* Written problem *
Please copy all of the records below word for word, leaving out the pictures.

.....

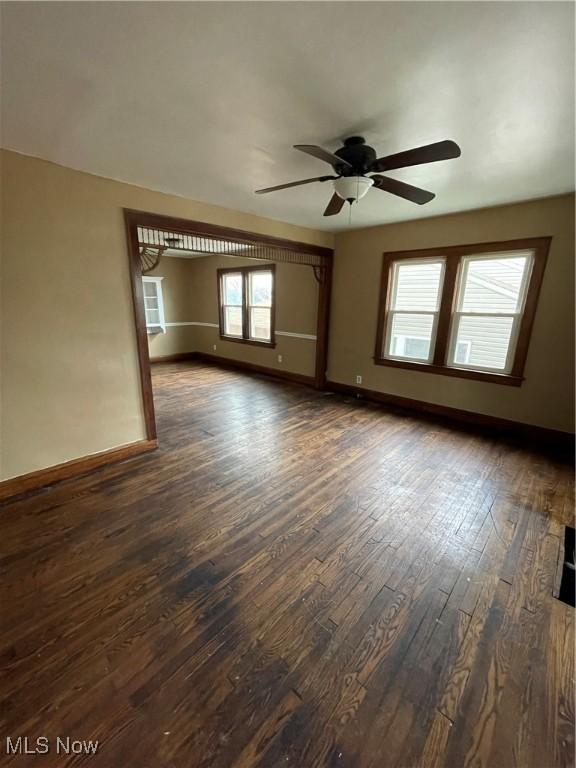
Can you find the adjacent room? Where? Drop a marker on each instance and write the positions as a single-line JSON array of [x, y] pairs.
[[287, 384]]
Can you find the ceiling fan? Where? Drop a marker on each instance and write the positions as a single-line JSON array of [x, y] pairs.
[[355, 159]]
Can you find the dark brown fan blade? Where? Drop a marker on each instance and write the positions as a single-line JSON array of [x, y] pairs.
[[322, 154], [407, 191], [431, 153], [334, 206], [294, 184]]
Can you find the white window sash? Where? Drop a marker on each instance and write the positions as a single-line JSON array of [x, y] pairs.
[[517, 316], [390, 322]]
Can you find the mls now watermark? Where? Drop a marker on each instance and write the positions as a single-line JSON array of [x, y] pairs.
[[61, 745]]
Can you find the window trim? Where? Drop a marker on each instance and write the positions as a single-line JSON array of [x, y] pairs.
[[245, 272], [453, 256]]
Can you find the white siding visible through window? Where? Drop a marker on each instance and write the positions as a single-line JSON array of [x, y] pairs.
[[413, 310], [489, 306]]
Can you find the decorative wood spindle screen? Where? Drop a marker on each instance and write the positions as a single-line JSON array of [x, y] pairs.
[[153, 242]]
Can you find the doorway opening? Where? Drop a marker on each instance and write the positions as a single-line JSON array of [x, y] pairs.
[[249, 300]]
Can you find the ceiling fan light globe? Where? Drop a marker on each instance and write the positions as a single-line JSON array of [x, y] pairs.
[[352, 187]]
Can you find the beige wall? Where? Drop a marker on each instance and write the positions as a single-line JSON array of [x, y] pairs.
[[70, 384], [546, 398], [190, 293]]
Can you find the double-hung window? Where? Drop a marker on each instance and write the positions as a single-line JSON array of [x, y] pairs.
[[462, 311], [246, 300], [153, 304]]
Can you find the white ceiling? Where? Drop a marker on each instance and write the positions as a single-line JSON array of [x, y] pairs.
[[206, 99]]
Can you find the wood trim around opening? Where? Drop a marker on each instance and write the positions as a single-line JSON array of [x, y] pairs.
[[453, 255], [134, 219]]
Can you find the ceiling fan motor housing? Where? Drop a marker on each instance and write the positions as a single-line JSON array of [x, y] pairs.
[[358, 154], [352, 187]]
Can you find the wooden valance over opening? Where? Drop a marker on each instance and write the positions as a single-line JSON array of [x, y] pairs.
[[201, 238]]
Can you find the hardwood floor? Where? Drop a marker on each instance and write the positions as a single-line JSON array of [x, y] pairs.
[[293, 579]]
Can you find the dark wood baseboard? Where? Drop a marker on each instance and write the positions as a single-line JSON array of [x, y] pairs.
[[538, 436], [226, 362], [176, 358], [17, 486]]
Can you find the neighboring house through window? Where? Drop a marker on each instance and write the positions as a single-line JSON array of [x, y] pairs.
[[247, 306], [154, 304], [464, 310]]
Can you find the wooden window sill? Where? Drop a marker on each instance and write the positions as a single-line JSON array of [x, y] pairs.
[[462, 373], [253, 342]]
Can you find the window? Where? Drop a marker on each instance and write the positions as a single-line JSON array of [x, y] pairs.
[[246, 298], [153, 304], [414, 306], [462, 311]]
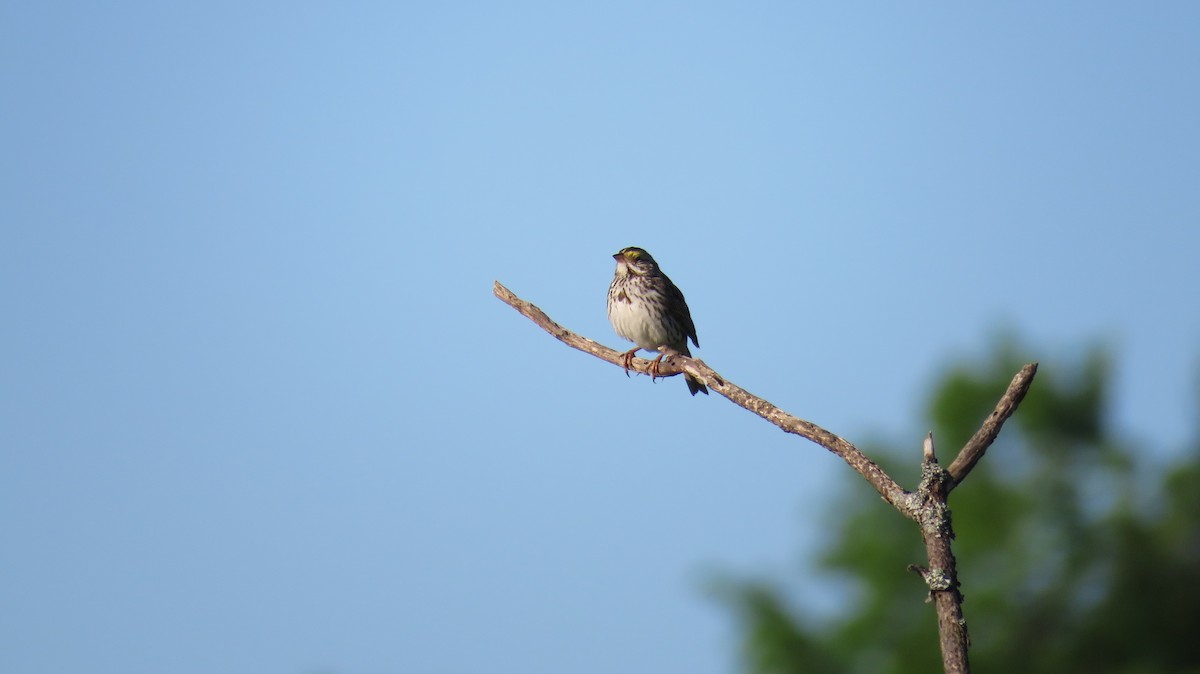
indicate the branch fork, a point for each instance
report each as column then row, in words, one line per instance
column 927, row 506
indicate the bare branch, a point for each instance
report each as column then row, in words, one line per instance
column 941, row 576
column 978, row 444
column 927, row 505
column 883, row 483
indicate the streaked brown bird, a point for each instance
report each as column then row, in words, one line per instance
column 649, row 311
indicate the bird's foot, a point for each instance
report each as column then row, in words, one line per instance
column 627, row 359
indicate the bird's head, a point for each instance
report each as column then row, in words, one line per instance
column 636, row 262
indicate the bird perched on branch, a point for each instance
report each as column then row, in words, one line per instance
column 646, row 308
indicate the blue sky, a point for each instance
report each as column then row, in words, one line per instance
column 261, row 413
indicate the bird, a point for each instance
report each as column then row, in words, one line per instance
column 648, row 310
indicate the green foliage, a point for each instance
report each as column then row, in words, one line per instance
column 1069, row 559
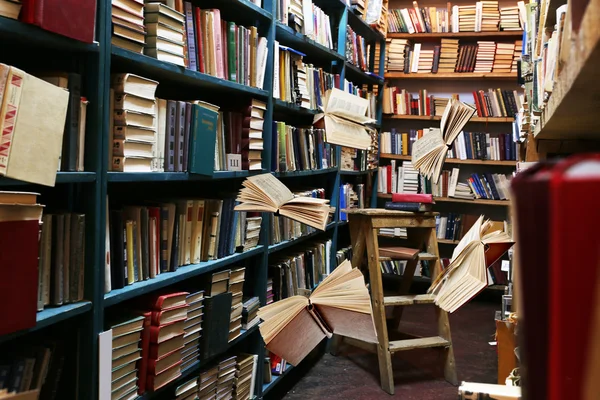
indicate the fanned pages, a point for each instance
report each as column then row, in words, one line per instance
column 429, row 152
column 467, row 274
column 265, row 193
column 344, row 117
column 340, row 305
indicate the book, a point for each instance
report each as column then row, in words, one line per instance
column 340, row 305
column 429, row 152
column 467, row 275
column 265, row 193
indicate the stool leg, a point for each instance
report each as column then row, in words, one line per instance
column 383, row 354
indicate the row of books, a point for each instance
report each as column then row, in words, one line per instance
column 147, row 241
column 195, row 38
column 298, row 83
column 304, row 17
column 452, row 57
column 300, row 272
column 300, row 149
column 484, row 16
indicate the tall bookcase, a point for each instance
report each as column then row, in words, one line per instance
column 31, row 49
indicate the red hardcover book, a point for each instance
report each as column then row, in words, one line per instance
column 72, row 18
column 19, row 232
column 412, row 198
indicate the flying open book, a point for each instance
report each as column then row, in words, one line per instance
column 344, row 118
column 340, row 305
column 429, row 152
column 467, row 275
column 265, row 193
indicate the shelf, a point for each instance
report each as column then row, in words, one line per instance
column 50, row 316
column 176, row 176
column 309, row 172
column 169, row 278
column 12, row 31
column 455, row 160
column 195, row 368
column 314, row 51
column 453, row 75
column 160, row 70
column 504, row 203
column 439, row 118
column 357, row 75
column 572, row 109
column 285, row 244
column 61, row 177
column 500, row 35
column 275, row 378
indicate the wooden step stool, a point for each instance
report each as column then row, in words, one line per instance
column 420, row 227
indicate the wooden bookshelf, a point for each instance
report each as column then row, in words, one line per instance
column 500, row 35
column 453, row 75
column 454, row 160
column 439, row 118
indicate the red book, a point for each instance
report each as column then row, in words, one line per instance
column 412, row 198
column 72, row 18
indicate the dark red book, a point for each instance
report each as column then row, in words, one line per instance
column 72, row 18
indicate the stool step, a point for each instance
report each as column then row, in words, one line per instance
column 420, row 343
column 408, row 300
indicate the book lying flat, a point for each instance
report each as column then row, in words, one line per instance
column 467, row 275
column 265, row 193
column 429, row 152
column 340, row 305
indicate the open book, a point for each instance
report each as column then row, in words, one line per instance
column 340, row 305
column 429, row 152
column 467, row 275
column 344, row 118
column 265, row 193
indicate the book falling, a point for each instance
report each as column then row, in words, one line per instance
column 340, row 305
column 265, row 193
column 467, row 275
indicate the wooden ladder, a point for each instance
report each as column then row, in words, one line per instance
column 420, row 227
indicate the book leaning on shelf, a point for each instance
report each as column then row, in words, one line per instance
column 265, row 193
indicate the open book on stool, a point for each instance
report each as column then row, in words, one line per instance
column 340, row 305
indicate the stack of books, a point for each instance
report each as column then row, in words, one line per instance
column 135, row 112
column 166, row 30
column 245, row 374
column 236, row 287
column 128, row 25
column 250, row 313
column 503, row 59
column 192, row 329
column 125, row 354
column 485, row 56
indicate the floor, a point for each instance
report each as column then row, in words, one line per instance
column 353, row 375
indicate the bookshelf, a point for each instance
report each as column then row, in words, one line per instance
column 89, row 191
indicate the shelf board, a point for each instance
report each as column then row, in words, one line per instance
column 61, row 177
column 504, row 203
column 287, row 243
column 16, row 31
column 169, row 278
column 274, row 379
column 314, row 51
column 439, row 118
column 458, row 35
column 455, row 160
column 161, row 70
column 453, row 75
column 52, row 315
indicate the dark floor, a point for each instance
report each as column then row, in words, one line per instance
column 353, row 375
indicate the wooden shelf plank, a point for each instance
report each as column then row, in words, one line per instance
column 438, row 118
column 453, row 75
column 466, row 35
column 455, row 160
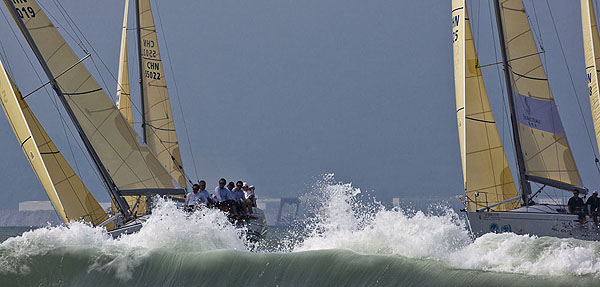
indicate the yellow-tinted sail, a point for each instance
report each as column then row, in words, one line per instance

.....

* Exercise solution *
Can you find the adjacent room? Where? Drop a marker on each instance and write the positions as a single-line JSON array of [x, y] pairs.
[[287, 384]]
Can you find the ceiling fan? Where? Drop a marker on each instance and write the positions as a single-line JSON array of [x, y] pairs.
[[355, 159]]
Can you find the dark brown fan blade? Where? Drop a marker on each instance and write the positions as a single-line JSON array of [x, y] pairs.
[[322, 154], [407, 191], [431, 153], [334, 206], [294, 184]]
Can you find the white window sash? Where? Drop a marker on each instance and write the positions as a single-line JSON array of [x, y] pairs.
[[517, 316], [390, 322]]
Can you find the mls now watermark? Where? Drop a marker on each instance and write the positions as a single-line JSON array of [x, y] pairs.
[[61, 745]]
Can you find the window trim? Where? Drop a marker on each instance and write the positions as a single-line JSON array of [x, y] pairs.
[[245, 272], [453, 256]]
Can you find the white siding visible through window? Where? Drop a marker on each instance and write the positions as a single-line JSON array of [x, y] pairs.
[[413, 310], [489, 306]]
Can you find the decorative wood spindle screen? Where? Drop a marker on each instance and write the positions as a single-line JSON array of [x, y] pairs.
[[153, 242]]
Can you find the doorway opening? Where? Drop a marker on each instance and write the positions as a single-line JSON array of [x, y] pairs.
[[249, 300]]
Can you find the ceiling fan light globe? Where? Drop a marker on each instance and write the positions as a single-line JSON array of [x, y] pairs.
[[352, 187]]
Can you find the beige wall? Where? Drop a marker on each instance and write the positions as a single-line JSON array of [x, y] pairs.
[[70, 384], [546, 398], [190, 293]]
Can you find the double-hung window? Where? Drop a marker on each instance and write the positions as a single-line JSON array of [x, y] pairs.
[[462, 311], [246, 300], [153, 304]]
Can you find the white ceiling? Where? Drop a marker on each instance and write the positions as a single-line JSON array of [x, y] pairs.
[[206, 99]]
Can you find the wood trim around opening? Where? Drop a marker on each instance and write the positions as a single-line JSON array of [x, y] pairs.
[[453, 255], [134, 219]]
Can you find the ceiling fan motor housing? Where? Drop a marker on each instance and write the positions as a single-line JSON array of [x, y] pairs.
[[358, 154], [352, 187]]
Can you find the wooden valance over opening? Where? Drop a marker on each instance and write the positions as a single-line JSON array of [x, y] pairs.
[[201, 238]]
Can you find the hardwood floor? Where? Drop a marker on each instance and write the positions as a single-line JSON array of [x, y] pairs.
[[293, 579]]
Can you find the dark wood baseboard? Where? Drop a marker on each instance and write the positions as a single-line JSON array of [x, y] pairs.
[[538, 436], [226, 362], [176, 358], [17, 486]]
Can you find the neighboring house through window? Where? Drop a marker on each instance and write the positions as a single-line JSON array of [x, y] pairs.
[[247, 306], [154, 304], [464, 310]]
Can you find the wooden window sill? Where? Drop a marker on each instance and write the positions as a single-line JSON array of [x, y] pairs.
[[462, 373], [253, 342]]
Can you find the window? Where? Drop a marker on each instance and write the positions as a single-line JSON array of [x, y] pairs.
[[246, 298], [153, 304], [414, 306], [462, 311]]
indicate the branch fork, a point for each instance
report each as column then row, in words, one line per instance
column 927, row 506
indicate the bare branch, a point for each instance
report each as column then row, in words, one line per instance
column 941, row 576
column 978, row 444
column 927, row 505
column 883, row 483
indicate the streaked brown bird, a point for each instance
report each as column then row, in words, one line per instance
column 649, row 311
indicate the bird's foot, a point for each instance
report each as column then row, in words, one line per instance
column 627, row 359
indicate the bird's head, a point for each instance
report each as column then row, in words, one line per instance
column 636, row 262
indicate the bird perched on branch, a point for each instance
report each as column then row, in words, one line per instance
column 646, row 308
indicate the blue sky, a point for each instance
report each as column then row, in words, one line per instance
column 261, row 413
indicate the bird, a point for each instance
report each as column then row, in words, one line per instance
column 648, row 310
indicate the green foliage, a point for each instance
report each as column then row, in words, one line per instance
column 1069, row 559
indicate the fanned pages, a point for each instance
report each as column then row, in words, one line per instance
column 429, row 152
column 467, row 274
column 265, row 193
column 344, row 117
column 340, row 305
indicate the book, a point for each instance
report each as column then row, in words, one line per instance
column 340, row 305
column 429, row 152
column 467, row 275
column 265, row 193
indicate the stool leg, a point for each instance
report each as column then row, in words, one line per instance
column 383, row 354
indicate the row of books, a point for each instance
report each as column then row, in words, one line per instance
column 147, row 241
column 195, row 38
column 298, row 83
column 304, row 17
column 452, row 57
column 300, row 272
column 300, row 149
column 484, row 16
indicate the tall bookcase, a point for each instance
report each as column then row, in words, one line per instance
column 31, row 49
indicate the red hardcover book, a point for each instance
report each as column then row, in words, one line per instance
column 72, row 18
column 19, row 232
column 412, row 198
indicate the flying open book, a point for each instance
report each as column then row, in words, one line per instance
column 344, row 118
column 340, row 305
column 429, row 152
column 467, row 275
column 265, row 193
indicate the shelf, a point for each instance
report each as column then row, in words, one line per instance
column 50, row 316
column 176, row 176
column 309, row 172
column 169, row 278
column 12, row 31
column 455, row 160
column 195, row 368
column 314, row 51
column 453, row 75
column 160, row 70
column 504, row 203
column 439, row 118
column 357, row 75
column 572, row 109
column 285, row 244
column 61, row 177
column 500, row 35
column 275, row 378
indicate the wooden step stool, a point for each instance
report each as column then row, in words, one line per instance
column 420, row 227
indicate the wooden bookshelf, a point for each instance
report each as column then row, in words, one line per instance
column 500, row 35
column 453, row 75
column 454, row 160
column 439, row 118
indicate the red book, a point for each instance
report each as column then row, in words, one line per instance
column 412, row 198
column 72, row 18
indicate the dark red book, a point for each instance
report each as column then row, in words, one line per instance
column 72, row 18
indicate the stool step, a point for each instance
report each as column then row, in words, one line per instance
column 420, row 343
column 408, row 300
indicate the book lying flat, a point for each instance
report each as column then row, in words, one line per instance
column 467, row 275
column 265, row 193
column 429, row 152
column 340, row 305
indicate the open book, a point for each instance
report each as column then row, in words, one line per instance
column 340, row 305
column 429, row 152
column 467, row 275
column 344, row 118
column 265, row 193
indicate the book falling, a point for each instance
report each as column then row, in words, one line per instance
column 340, row 305
column 265, row 193
column 467, row 275
indicate the wooden ladder, a point for each instance
report each as column then row, in words, one line per instance
column 420, row 227
indicate the book leaning on shelf, a point for each instance
report each as column then row, in words, one line per instance
column 265, row 193
indicate the open book on stool, a point for each instance
report each as column then row, in words, one line per instance
column 340, row 305
indicate the stack of books, a point for each instance
report each as column then row, in words, one line per instance
column 135, row 112
column 166, row 30
column 245, row 374
column 236, row 287
column 128, row 25
column 250, row 313
column 503, row 59
column 192, row 329
column 125, row 354
column 485, row 56
indicate the floor, a point for each instance
report each as column then row, in words, one line per instance
column 353, row 375
indicate the bookshelf, a point for each instance
report each as column then row, in words, one line per instance
column 89, row 191
indicate the shelf board, a point for each instance
report each as column then row, in words, one line per instance
column 61, row 177
column 504, row 203
column 287, row 243
column 16, row 31
column 169, row 278
column 274, row 379
column 314, row 51
column 439, row 118
column 458, row 35
column 455, row 160
column 161, row 70
column 453, row 75
column 52, row 315
indicate the dark floor, a point for each instance
report each as column then row, in words, one line per instance
column 353, row 375
indicate the wooden shelf plank, a point for each instance
report each as column then row, in words, one line per instance
column 438, row 118
column 453, row 75
column 466, row 35
column 455, row 160
indicate the yellow-tinted sail, a point for each instance
report each as column then row, in words, one line per instance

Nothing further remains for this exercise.